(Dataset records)
--- Start ---
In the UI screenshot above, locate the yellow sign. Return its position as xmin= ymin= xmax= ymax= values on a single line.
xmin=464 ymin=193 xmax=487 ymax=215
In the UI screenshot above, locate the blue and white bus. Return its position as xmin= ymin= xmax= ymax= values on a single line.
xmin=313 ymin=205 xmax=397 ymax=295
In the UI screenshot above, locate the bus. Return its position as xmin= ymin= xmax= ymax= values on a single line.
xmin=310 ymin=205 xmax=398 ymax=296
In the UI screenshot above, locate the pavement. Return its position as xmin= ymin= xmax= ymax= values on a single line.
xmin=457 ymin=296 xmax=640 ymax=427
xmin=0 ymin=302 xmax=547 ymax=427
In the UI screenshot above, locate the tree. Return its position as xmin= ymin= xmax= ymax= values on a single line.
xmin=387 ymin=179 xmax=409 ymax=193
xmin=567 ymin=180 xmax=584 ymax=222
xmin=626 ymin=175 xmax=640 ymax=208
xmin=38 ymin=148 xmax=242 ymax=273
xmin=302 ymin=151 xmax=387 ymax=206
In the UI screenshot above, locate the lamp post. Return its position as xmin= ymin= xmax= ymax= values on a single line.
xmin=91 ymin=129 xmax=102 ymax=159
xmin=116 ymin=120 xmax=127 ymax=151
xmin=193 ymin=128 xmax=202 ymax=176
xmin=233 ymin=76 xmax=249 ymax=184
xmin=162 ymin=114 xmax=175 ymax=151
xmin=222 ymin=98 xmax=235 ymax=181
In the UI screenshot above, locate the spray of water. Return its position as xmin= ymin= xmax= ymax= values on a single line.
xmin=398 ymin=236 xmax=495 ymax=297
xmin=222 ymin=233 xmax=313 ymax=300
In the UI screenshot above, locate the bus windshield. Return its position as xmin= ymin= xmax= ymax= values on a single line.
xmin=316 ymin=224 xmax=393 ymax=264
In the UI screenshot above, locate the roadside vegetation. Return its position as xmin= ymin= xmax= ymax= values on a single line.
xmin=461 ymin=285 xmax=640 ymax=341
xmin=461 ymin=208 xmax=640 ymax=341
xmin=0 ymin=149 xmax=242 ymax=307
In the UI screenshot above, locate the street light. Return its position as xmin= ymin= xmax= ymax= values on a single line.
--- End ---
Rewrite the lines above so that "position" becomes "location" everywhere it occurs, keeping everything else the same.

In the UI screenshot above, locate the yellow sign. Return its location as xmin= ymin= xmax= ymax= values on a single line.
xmin=464 ymin=193 xmax=487 ymax=215
In the UI screenshot above, locate the blue and white bus. Return its location as xmin= ymin= xmax= ymax= values on a single line.
xmin=313 ymin=205 xmax=397 ymax=295
In the UI screenshot above, locate the bus. Return its location as xmin= ymin= xmax= ymax= values on a single line.
xmin=310 ymin=205 xmax=398 ymax=296
In the UI screenshot above, locate the pavement. Return its location as xmin= ymin= xmax= ymax= values on a single line.
xmin=457 ymin=296 xmax=640 ymax=427
xmin=0 ymin=302 xmax=547 ymax=427
In the UI screenshot above, locate the tree. Return its location as xmin= ymin= xmax= ymax= values on a single line.
xmin=387 ymin=179 xmax=409 ymax=193
xmin=567 ymin=180 xmax=584 ymax=222
xmin=626 ymin=175 xmax=640 ymax=208
xmin=38 ymin=148 xmax=242 ymax=273
xmin=302 ymin=151 xmax=387 ymax=206
In the UI screenshot above, locate the lamp post. Return its location as xmin= ymin= xmax= ymax= values on a single line.
xmin=91 ymin=129 xmax=102 ymax=159
xmin=116 ymin=120 xmax=127 ymax=151
xmin=193 ymin=128 xmax=202 ymax=176
xmin=233 ymin=76 xmax=249 ymax=184
xmin=162 ymin=114 xmax=175 ymax=151
xmin=222 ymin=98 xmax=235 ymax=181
In the UI screenshot above, locate the spray of water. Return its location as xmin= ymin= xmax= ymax= values on a single line.
xmin=398 ymin=236 xmax=495 ymax=297
xmin=222 ymin=233 xmax=313 ymax=300
In the UI screenshot above, locate the bus windshield. Return its location as xmin= ymin= xmax= ymax= values on a single line.
xmin=316 ymin=224 xmax=393 ymax=264
In the UI screenshot above, locate the roadside vegetation. Return its location as xmin= ymin= xmax= ymax= values on a single line.
xmin=461 ymin=285 xmax=640 ymax=341
xmin=461 ymin=208 xmax=640 ymax=341
xmin=0 ymin=149 xmax=242 ymax=307
In the UI screenshot above, locate the street light. Return its location as xmin= ymin= xmax= ymax= values on a single line.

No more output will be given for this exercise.